[Opening Dataset records section]

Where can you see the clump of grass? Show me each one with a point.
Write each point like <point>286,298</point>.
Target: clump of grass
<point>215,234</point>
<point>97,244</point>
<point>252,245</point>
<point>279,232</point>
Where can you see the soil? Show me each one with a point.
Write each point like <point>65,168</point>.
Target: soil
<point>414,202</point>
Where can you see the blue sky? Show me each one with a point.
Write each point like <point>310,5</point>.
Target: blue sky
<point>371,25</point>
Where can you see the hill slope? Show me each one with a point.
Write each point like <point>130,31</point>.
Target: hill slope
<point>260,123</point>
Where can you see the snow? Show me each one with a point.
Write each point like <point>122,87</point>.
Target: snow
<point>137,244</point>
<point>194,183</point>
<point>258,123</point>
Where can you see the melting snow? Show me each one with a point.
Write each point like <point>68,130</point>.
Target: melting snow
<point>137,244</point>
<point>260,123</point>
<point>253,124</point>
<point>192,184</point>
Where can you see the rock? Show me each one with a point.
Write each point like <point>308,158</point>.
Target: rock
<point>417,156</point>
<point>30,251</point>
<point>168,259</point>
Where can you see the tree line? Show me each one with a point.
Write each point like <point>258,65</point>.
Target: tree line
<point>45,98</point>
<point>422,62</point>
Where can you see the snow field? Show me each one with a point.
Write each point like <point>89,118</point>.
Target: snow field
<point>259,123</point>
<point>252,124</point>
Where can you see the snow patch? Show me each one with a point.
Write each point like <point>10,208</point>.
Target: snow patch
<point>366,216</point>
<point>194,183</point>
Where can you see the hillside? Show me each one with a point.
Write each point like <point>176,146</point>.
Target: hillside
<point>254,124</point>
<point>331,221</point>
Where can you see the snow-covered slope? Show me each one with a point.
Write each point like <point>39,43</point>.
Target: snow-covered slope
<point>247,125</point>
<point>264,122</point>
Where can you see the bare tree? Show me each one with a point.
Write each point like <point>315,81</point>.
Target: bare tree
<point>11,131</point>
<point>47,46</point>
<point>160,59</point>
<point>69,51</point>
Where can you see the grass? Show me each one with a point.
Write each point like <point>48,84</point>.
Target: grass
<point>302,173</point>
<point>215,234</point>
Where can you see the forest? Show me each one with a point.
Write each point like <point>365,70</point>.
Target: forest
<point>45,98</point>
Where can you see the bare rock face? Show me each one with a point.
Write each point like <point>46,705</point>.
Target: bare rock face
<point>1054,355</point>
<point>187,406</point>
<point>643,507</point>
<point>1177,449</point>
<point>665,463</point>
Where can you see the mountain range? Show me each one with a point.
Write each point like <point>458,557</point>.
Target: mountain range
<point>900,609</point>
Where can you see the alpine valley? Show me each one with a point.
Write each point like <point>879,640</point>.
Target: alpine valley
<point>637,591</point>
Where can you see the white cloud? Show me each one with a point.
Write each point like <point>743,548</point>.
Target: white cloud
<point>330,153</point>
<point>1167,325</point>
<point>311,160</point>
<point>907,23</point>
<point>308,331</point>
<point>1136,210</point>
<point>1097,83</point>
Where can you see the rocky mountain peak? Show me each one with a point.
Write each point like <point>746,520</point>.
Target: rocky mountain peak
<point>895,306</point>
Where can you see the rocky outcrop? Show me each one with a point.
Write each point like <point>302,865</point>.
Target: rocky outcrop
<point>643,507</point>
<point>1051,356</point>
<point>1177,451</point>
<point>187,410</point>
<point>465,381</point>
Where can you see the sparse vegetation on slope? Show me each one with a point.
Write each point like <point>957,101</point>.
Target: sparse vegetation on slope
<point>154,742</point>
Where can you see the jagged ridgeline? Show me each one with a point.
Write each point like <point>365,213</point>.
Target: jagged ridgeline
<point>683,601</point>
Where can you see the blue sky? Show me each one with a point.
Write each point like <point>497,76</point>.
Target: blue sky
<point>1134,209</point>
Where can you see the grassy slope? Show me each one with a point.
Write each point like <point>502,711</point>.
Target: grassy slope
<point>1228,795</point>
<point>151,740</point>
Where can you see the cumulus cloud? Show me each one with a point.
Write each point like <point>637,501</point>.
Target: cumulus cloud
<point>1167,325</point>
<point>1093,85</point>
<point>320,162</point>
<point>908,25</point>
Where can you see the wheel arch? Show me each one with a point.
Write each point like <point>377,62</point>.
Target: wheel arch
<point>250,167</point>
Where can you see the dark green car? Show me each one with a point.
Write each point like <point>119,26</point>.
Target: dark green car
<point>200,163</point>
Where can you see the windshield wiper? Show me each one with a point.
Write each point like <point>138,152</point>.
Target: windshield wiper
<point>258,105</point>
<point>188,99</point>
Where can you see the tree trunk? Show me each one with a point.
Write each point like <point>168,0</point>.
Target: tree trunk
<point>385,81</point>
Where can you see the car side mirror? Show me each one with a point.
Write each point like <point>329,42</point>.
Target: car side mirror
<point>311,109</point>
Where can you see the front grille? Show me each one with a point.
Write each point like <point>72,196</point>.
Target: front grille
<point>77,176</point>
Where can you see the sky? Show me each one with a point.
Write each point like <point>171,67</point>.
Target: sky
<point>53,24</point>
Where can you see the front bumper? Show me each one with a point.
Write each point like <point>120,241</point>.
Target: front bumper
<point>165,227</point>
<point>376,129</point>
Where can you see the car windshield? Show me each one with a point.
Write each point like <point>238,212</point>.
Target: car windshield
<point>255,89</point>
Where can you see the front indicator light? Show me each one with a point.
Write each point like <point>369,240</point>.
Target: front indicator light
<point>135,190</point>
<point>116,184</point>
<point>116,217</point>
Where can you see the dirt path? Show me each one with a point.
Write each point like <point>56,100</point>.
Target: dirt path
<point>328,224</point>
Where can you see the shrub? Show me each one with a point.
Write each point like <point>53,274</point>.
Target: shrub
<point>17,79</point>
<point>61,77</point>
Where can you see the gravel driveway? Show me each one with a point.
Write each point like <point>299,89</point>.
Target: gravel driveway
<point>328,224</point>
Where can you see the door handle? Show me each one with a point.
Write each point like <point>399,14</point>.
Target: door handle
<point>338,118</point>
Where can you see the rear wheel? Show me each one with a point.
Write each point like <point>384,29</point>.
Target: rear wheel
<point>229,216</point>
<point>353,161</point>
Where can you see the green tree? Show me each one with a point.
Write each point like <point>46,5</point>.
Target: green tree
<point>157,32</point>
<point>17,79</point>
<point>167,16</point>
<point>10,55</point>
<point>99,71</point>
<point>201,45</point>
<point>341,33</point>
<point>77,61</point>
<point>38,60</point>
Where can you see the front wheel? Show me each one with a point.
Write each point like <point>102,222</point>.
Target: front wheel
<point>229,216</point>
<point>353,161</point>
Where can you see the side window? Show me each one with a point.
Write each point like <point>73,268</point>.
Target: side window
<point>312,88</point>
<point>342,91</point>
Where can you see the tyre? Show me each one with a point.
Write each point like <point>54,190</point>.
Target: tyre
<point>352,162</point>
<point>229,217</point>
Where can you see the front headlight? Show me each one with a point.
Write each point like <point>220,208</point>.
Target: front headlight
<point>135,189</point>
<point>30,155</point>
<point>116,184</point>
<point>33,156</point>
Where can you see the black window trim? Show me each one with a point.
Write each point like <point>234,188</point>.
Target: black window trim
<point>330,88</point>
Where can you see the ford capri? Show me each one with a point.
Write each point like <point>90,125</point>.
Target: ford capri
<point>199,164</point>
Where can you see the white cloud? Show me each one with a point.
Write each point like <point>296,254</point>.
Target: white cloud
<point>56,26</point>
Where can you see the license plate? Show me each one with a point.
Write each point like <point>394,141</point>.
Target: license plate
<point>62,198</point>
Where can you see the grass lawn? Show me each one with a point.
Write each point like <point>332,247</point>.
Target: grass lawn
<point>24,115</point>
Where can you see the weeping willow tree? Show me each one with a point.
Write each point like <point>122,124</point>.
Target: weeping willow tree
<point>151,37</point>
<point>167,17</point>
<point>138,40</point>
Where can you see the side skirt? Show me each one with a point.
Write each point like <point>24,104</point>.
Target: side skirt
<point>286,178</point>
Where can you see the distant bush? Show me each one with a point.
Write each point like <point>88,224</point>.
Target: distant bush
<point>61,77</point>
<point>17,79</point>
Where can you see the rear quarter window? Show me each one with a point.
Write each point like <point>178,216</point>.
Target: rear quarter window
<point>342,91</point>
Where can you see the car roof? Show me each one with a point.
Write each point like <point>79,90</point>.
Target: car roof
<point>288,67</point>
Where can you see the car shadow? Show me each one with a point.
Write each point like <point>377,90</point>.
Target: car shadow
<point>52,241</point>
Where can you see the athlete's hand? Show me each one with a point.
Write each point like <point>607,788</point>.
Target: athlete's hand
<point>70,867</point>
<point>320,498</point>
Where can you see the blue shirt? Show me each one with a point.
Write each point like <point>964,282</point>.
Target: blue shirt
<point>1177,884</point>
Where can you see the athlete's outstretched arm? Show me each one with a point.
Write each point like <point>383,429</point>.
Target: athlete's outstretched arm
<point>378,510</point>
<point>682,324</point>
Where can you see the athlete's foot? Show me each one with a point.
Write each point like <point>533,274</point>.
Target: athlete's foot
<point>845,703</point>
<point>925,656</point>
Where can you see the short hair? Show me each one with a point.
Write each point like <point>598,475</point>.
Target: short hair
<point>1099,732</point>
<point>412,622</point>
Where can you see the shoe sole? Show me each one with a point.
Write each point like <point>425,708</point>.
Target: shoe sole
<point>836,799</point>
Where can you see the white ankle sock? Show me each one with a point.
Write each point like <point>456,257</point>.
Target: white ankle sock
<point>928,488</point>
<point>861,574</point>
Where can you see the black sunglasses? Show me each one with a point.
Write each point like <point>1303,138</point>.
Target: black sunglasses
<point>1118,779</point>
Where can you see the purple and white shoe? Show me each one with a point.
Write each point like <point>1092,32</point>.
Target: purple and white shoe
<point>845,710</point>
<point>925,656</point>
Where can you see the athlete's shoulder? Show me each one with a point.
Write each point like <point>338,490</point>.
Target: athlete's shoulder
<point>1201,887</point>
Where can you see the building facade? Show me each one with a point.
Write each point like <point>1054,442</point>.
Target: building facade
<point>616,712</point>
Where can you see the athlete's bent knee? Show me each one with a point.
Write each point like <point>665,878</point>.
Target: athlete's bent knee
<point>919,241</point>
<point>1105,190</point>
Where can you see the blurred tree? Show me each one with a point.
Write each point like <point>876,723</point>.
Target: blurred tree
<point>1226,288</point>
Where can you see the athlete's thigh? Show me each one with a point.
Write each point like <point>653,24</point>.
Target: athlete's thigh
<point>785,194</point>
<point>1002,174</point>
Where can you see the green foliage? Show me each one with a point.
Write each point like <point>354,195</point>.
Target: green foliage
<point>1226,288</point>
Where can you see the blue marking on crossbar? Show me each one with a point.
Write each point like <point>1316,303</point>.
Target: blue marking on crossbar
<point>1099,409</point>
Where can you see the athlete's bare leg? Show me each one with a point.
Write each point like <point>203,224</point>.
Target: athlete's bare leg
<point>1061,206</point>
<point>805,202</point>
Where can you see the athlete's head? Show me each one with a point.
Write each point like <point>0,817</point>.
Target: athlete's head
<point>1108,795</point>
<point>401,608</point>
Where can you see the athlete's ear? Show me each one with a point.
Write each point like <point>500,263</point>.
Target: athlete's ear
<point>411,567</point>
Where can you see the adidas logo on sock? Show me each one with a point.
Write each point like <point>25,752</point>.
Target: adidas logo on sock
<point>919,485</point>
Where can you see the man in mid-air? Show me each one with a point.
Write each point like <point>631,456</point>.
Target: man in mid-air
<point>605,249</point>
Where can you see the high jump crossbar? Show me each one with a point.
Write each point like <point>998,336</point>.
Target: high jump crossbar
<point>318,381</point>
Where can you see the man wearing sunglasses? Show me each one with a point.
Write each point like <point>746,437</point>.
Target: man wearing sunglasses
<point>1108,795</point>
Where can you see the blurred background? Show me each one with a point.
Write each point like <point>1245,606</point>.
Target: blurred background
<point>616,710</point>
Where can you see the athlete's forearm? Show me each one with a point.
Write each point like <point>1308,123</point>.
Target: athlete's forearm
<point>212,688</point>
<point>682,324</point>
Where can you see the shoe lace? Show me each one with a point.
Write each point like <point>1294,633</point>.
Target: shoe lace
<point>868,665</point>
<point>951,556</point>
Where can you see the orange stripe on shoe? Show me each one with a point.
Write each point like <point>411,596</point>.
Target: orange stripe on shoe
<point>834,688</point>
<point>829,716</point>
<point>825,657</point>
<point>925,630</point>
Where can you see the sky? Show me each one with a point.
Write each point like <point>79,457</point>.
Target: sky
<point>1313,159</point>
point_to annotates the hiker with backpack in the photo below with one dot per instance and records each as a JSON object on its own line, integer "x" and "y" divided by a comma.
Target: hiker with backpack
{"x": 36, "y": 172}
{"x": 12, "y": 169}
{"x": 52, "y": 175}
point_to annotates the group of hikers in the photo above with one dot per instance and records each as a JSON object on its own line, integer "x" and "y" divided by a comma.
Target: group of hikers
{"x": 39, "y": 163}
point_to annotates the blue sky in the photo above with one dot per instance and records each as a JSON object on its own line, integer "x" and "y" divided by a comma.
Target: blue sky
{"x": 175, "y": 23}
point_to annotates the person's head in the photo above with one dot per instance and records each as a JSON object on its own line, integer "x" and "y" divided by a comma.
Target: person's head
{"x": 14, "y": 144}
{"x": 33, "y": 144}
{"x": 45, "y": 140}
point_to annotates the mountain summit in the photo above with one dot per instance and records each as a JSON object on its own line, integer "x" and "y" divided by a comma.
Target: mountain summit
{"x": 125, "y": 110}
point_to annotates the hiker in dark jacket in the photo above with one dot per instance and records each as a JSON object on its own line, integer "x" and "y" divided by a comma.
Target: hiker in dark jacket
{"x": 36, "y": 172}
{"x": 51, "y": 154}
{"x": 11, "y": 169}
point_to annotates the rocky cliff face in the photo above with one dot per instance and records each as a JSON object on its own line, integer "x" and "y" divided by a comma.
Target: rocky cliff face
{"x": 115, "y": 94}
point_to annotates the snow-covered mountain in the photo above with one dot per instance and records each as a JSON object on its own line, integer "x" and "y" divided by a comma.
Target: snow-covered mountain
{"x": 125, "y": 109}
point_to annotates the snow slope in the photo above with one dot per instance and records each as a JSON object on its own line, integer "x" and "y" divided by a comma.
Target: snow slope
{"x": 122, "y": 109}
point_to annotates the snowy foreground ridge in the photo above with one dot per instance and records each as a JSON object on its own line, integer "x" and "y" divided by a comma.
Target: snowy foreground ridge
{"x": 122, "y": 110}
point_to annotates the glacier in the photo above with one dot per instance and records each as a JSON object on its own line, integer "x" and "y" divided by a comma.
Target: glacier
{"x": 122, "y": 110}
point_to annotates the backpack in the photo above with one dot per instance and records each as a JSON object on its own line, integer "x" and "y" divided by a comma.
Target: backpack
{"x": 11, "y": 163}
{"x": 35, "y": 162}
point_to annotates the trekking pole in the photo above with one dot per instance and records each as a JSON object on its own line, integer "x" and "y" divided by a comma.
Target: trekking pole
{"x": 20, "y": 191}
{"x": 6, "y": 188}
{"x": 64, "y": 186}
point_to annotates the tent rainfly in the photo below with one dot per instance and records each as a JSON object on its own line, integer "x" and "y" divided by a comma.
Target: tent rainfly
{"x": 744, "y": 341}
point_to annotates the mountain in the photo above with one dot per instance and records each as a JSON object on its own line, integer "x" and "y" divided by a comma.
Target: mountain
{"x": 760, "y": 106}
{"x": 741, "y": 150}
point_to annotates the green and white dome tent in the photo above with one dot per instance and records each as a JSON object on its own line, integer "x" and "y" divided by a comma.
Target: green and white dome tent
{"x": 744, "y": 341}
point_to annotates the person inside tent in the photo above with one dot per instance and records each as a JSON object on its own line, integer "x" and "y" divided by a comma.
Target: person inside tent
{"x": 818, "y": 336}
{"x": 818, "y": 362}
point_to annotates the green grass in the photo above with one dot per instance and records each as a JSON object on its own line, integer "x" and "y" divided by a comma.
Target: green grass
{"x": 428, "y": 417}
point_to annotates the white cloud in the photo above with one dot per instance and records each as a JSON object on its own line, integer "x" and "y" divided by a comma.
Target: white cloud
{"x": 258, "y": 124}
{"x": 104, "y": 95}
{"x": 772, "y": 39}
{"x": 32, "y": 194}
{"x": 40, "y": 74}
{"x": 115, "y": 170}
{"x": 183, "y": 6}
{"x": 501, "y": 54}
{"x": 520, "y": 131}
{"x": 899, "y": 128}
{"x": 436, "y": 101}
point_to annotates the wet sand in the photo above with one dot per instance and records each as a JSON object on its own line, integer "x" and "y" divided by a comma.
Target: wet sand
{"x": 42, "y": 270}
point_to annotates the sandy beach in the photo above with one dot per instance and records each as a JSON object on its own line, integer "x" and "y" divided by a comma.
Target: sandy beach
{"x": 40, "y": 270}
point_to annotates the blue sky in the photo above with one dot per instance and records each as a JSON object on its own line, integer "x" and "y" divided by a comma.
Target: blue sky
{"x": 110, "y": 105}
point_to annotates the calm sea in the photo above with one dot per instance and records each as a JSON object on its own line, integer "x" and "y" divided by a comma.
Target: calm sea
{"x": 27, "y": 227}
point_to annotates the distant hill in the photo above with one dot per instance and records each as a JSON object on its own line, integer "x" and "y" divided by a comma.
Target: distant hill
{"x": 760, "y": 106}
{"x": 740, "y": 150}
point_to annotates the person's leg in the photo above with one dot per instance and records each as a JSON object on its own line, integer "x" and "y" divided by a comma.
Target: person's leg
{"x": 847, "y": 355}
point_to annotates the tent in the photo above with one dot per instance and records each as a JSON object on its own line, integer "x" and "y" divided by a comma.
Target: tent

[Closing Dataset records section]

**Action item**
Using the records above, report each line that contains the word "below" by copying it.

**Written reply**
point_to annotates the hiker with backpack in the photo below with one dot per instance and records each as a JSON object on its own line, integer "x" and "y" divided by a comma.
point_to annotates the tent rainfly in the photo below with one dot per instance and records each as a JSON object on its own line, integer "x" and "y" divided by a comma.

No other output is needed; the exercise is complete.